▶ **PASSAGE PROVIDED**
Last week, I wrote the first installment in this series of Writing Tips posts on point of view and voice. As I indicated in that post, writers trying to determine how to approach point of view for their particular projects face a number of choices, among them how many point of view characters to use, which characters are best suited to being POV characters, and whether to write in first and third person.
Today I continue our discussion by focusing on the questions of how many characters to use as POV narrators and which characters to choose for the role. Let’s take those two issues in order. And let me reiterate here that while we’ll be talking in part about using many different POV characters remember that you should only shift narrators with a new chapter or new section of a chapter. You do NOT want to jump around from character to character within a scene. The term for that is head-hopping, and it is not a good practice, particularly in today’s market.
Theoretically at least, there is no limit to how many point of view characters you can use. Writing as David B. Coe in my Winds of the Forelands series, I wound up using more than a dozen different POV characters. Winds of the Forelands was a sprawling, complex series that totaled five books and over 900,000 words. I needed all those perspective characters in order to tie together the various strands of my plot. Thieftaker and its sequels has but one point of view character, Ethan Kaille. In this case, each book stands alone, each storyline is fairly lean, and my subplots all revolve around Ethan’s life. Using additional point of view characters would merely confuse matters. I have another book (not yet published) that has two point of view characters, and the narrative bounces back and forth between the two. Their relationship defines the story and telling the story through the eyes of only one of them would have given that relationship short shrift. In short, there is no right way to do this, no correct number that you should shoot for.
So then how do you decide which approach is best for you? My advice would be to use the fewest number of point of view characters necessary to tell your story effectively. Yes, before I said that there is no limit to the number of POV characters you can use, and technically that’s true. But the more POV characters you have, the greater the danger of confusing your reader. I used a lot of POV characters in Winds of the Forelands — probably too many, thinking back on it — but I did so because I needed (almost) all of them to tell the story I was trying to tell.
Different approaches also have different advantages. Because Thieftaker is, in part, a mystery, I wanted my readers to experience the investigation as Ethan did, to feel that they were solving the mystery with him. Having just the one POV character served that aim quite nicely. The Winds of the Forelands books had lots of castle intrigue and military strategy — betrayals, feints within feints. By using many POV characters I could have my readers know more at any given moment than did any individual character. That way, readers could anticipate traps and gambits as they unfolded. They could see a character be duped; I like to imagine my readers trying to shout warnings to favorite characters as they read the books.
If your story is complex, if it takes place in several different settings, if there are lots of different subplots, you’re probably going to need lots of POV characters. If your story is more limited — an urban fantasy, say, with one lead character investigating a murder or hunting down demons, you might be better off with just a single narrator or maybe two (the hero and the villain, for instance).

▶ **WRITTEN TASK 1**
In the writing tips post, how many books did the Winds of the Forelands series total?

▶ **TASK INPUT**
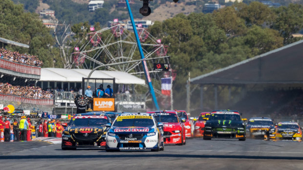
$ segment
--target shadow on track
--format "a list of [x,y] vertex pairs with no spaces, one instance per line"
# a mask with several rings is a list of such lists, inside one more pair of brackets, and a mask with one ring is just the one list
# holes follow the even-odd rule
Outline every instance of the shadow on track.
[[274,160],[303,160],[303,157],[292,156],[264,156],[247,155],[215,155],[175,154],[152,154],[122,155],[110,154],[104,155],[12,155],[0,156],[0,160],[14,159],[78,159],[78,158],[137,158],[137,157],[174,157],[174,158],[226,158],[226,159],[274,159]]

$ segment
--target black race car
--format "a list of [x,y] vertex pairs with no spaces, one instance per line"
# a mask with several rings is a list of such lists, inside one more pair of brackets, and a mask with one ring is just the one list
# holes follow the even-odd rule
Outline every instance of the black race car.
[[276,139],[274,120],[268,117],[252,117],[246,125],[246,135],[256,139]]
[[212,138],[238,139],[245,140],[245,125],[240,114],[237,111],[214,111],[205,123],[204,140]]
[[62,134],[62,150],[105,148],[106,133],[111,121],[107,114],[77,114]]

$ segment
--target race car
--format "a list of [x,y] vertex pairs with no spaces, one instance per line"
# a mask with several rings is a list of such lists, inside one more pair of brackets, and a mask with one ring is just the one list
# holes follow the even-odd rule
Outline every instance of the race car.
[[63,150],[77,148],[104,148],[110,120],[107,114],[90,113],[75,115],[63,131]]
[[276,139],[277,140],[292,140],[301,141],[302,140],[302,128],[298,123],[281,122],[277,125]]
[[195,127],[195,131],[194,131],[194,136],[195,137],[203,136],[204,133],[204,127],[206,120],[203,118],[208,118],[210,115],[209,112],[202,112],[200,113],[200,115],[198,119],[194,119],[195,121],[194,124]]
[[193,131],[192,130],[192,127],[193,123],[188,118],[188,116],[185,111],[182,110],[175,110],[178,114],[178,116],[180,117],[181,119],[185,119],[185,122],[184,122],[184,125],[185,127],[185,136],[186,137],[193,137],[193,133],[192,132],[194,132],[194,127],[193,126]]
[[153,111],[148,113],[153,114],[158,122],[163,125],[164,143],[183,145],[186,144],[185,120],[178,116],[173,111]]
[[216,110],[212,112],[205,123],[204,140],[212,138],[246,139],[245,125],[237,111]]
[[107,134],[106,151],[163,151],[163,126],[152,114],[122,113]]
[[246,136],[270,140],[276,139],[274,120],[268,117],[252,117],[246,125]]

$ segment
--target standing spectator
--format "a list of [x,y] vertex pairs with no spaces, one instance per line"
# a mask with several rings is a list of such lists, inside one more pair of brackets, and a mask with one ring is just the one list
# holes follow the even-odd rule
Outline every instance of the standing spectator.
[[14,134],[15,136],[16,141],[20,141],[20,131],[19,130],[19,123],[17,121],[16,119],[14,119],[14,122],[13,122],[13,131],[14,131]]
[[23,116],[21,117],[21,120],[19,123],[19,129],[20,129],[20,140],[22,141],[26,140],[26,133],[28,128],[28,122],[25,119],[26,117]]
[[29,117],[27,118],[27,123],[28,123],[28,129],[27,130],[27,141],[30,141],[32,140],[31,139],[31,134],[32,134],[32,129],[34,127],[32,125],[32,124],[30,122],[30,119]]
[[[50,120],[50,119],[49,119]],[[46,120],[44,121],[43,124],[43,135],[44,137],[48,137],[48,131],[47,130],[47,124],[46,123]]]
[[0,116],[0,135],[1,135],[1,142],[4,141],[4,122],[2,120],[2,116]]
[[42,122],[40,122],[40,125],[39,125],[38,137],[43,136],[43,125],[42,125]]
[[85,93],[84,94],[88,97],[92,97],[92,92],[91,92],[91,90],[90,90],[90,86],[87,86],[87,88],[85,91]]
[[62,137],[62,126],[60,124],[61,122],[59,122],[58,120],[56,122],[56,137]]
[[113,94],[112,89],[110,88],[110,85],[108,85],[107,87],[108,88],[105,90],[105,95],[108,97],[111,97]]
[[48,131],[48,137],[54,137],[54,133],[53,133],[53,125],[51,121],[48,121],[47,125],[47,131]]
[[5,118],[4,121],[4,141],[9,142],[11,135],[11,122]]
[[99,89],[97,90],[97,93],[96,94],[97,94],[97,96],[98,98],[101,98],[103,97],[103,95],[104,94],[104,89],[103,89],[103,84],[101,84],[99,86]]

▶ **WRITTEN TASK 2**
Identify every line of the listing that contains the string "race", treating uppercase and lowercase as different.

▶ **EXERCISE SOLUTION 1**
Five books.

▶ **EXERCISE SOLUTION 2**
--target black race car
Outline every instance of the black race car.
--target race car
Outline every instance of the race car.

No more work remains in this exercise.